Goal:
Set down the full listing exactly, character for character.

Source records:
▬▬▬▬▬▬
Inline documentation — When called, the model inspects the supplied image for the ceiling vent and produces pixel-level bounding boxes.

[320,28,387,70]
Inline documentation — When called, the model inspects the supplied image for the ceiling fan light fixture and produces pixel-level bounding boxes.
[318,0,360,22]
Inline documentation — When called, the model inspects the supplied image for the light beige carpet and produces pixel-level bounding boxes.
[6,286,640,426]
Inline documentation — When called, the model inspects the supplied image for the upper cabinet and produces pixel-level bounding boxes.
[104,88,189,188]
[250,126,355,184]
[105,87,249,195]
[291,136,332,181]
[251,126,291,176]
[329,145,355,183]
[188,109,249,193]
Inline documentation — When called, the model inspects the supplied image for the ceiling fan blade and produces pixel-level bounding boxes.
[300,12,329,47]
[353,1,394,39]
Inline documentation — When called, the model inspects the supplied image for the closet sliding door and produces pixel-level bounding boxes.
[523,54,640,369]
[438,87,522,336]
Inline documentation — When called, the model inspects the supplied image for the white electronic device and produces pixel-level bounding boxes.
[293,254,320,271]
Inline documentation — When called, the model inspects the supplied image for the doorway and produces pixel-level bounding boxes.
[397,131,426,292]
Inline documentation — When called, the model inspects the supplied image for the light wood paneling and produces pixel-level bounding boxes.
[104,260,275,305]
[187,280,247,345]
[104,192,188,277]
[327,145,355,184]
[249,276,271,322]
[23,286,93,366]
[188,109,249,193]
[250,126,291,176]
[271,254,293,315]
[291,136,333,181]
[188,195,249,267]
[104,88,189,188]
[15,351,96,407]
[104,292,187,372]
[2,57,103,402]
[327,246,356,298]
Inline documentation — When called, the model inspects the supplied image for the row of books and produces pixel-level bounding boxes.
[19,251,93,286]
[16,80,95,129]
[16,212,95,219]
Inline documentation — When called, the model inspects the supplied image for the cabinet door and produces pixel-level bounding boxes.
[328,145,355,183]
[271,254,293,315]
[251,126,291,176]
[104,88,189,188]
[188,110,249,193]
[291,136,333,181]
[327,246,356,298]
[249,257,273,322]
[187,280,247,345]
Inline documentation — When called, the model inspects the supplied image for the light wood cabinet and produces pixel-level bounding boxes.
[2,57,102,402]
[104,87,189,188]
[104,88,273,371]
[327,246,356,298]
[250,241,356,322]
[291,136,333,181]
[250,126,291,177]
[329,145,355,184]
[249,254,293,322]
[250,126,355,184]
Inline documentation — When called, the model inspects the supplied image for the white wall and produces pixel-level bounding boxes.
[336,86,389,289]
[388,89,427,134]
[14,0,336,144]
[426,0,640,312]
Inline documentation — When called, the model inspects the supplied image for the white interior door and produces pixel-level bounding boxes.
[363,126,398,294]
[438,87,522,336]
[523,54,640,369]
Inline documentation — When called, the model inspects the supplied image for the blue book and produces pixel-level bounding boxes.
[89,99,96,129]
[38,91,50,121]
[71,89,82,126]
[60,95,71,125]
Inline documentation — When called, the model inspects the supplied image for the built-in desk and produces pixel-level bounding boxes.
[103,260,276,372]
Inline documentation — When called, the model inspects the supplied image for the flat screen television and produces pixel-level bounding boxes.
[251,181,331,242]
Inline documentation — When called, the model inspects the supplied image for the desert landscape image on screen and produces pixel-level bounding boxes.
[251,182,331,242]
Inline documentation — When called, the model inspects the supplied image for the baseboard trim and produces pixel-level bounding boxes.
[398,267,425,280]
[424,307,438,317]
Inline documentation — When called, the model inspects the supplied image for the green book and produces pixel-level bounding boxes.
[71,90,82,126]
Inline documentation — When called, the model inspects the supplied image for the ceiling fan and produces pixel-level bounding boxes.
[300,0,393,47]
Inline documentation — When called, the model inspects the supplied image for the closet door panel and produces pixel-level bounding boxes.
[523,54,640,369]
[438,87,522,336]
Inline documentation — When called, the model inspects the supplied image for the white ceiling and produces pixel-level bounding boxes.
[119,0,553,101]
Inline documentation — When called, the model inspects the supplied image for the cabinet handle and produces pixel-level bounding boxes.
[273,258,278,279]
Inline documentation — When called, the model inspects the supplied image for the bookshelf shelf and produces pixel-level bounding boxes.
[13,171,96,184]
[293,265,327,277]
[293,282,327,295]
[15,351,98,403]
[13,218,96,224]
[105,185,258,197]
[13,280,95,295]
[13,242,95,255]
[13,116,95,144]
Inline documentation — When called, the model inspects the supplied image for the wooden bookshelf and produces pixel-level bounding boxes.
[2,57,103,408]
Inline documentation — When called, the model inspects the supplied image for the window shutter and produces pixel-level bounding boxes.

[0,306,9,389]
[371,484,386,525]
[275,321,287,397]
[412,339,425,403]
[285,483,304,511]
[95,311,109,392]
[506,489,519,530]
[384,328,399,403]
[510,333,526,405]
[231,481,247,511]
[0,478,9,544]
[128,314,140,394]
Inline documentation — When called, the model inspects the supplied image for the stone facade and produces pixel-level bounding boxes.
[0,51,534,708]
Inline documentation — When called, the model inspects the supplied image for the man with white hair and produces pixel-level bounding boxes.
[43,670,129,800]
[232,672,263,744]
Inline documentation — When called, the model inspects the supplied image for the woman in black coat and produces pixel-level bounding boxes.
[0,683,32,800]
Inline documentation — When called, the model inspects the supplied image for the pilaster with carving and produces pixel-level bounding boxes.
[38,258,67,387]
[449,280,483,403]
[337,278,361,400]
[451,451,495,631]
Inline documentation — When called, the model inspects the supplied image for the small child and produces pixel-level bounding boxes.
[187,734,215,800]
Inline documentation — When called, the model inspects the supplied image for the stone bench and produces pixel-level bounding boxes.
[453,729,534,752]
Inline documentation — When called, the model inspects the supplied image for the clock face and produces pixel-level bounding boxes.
▬▬▬▬▬▬
Output for this exercise:
Inline documentation — When called, the model inspects the supplied image for the ceiling vent and produces pixel-level bounding boxes.

[320,28,387,70]
Inline documentation — When called, the model inspects the supplied image for the ceiling fan light fixture and produces pixel-level bounding boxes.
[318,0,360,22]
Inline documentation — When called, the model inspects the supplied image for the light beige carpet and produces pixel-level bounding boxes.
[6,286,640,426]
Inline documentation — When called, the model inspects the supplied image for the upper cabinet and produces pixel-level bounding boxes.
[104,88,189,188]
[250,126,355,184]
[105,87,249,195]
[291,136,332,181]
[251,126,291,176]
[329,145,355,183]
[188,109,249,193]
Inline documentation — When called, the model inspects the supplied image for the ceiling fan blade and produces pixel-level bounding boxes.
[300,12,329,47]
[353,1,394,39]
Inline documentation — When called, the model inspects the supplied image for the closet sliding door and produces pixel-level bounding boxes.
[523,54,640,369]
[438,87,522,336]
Inline documentation — When called, the model inspects the supplied image for the white electronic device and produces pixel-level bounding boxes.
[293,254,320,271]
Inline documentation — When called, the model inspects the supplied image for the doorway and produces pixel-level bounding boxes.
[397,131,426,292]
Inline documentation — When called, the model inspects the supplied image for the light wood paneling and produces pixel-level bounding boxes.
[104,260,275,305]
[187,280,247,345]
[104,192,188,277]
[327,145,355,184]
[249,276,271,322]
[23,286,93,366]
[188,109,249,193]
[250,126,291,176]
[271,254,293,315]
[291,136,333,181]
[188,195,249,267]
[104,88,189,188]
[15,351,96,407]
[104,292,187,372]
[2,57,103,402]
[327,246,356,298]
Inline documentation — When called, the model inspects the supplied image for the row of books and produces pixel-level bounding boxes.
[19,251,93,286]
[16,80,95,129]
[16,212,95,219]
Inline documentation — When called, the model inspects the supplied image for the cabinet door and produces pixel-level bounding boxes.
[328,145,355,183]
[271,254,293,315]
[251,126,291,176]
[104,88,189,188]
[188,110,249,193]
[291,136,333,181]
[327,246,356,298]
[249,257,273,322]
[187,280,247,345]
Inline documentation — When called, the model inspects the supplied image for the light wood cabinet and produces pixel-level bounding boxes.
[2,57,102,402]
[104,87,189,188]
[104,88,273,371]
[327,246,356,298]
[250,241,356,322]
[291,136,333,181]
[250,126,291,177]
[329,145,355,184]
[249,254,293,322]
[250,126,355,184]
Inline documentation — When called, the model inspects the supplied image for the white wall and produces pixel-level bounding boxes.
[336,86,389,289]
[388,89,427,134]
[14,0,336,144]
[426,0,640,312]
Inline documentation — When called, the model inspects the supplied image for the white interior door and produces pixel-level bounding boxes.
[363,126,398,294]
[438,87,522,336]
[523,54,640,369]
Inline documentation — When called, the model inspects the supplied image for the blue book and produces pixel-level bounding boxes.
[89,99,96,129]
[38,91,50,121]
[71,89,82,126]
[60,95,71,125]
Inline documentation — When called, the model inspects the supplied image for the built-in desk and produces pixel-level bounding boxes.
[103,260,276,372]
Inline documentation — When called, the model inspects the supplied image for the flat screen television and produces pixel-level bounding boxes.
[251,181,331,242]
Inline documentation — When called, the model inspects the supplied image for the desert landscape image on screen and produces pixel-level bounding boxes.
[251,182,331,242]
Inline documentation — When called, the model inspects the supplied image for the baseboard trim and produces pixel-level bounding boxes.
[398,267,425,280]
[424,307,438,317]
Inline documentation — When called, the model inspects the supplied image for the green book and produces pixel-level bounding boxes.
[71,90,82,126]
Inline documentation — When called, the model inspects the supplied image for the ceiling fan and produces pixel-level bounding boxes.
[300,0,393,47]
Inline documentation — When called, the model inspects the supplied image for the closet door panel and produces pixel-level bounding boxes.
[523,54,640,369]
[438,87,522,336]
Inline documentation — When called, the model inspects the supplied image for the white ceiling and produces pixel-level bounding boxes.
[119,0,553,101]
Inline documentation — When called, the model inspects the supplied image for the cabinet handle and produces pixel-level bounding boxes.
[273,258,278,279]
Inline documentation — When called, the model inspects the supplied image for the bookshelf shelf and produces pixel-level bounding boxes.
[13,171,96,184]
[293,265,327,277]
[293,282,327,295]
[15,351,98,403]
[13,218,96,224]
[105,185,258,197]
[13,280,95,295]
[13,242,95,255]
[13,116,95,144]
Inline documentation — When called, the model inspects the supplied image for the wooden bookshelf and produces pixel-level bounding boxes.
[2,57,103,408]
Inline documentation — When called, the model inspects the supplied image for the window shutter and produces pixel-level bounding boxes.

[0,306,9,389]
[371,484,386,525]
[275,321,287,397]
[412,339,425,403]
[285,483,304,511]
[95,311,109,392]
[506,489,519,530]
[384,328,399,403]
[510,333,526,405]
[231,481,247,511]
[0,478,9,544]
[128,314,140,394]
Inline documentation — When called, the model inspects the supplied image for the stone facade and produces pixel-level bounding boxes.
[0,51,534,708]
Inline documentation — When called, the model inspects the supplied image for the man with white hair and produces pixel-level bounding boxes.
[43,670,129,800]
[232,672,263,744]
Inline documentation — When called, the model inspects the supplied image for the woman in black coat and produces pixel-level bounding boxes.
[0,683,32,800]
Inline documentation — When called, the model inspects the supplied image for the pilaster with carving and produces pixel-level bounding boxes.
[38,258,67,387]
[449,280,483,403]
[337,278,361,400]
[451,451,495,631]
Inline documentation — When called, the model inspects the supplied image for the small child and produces pixel-level bounding boxes.
[187,734,215,800]
Inline documentation — When called, the model inspects the supplied image for the stone bench and produces pixel-level bounding boxes.
[453,729,534,752]
Inline documentation — When called, the model inspects the supplied image for the clock face and produces pixel-level bounding boxes.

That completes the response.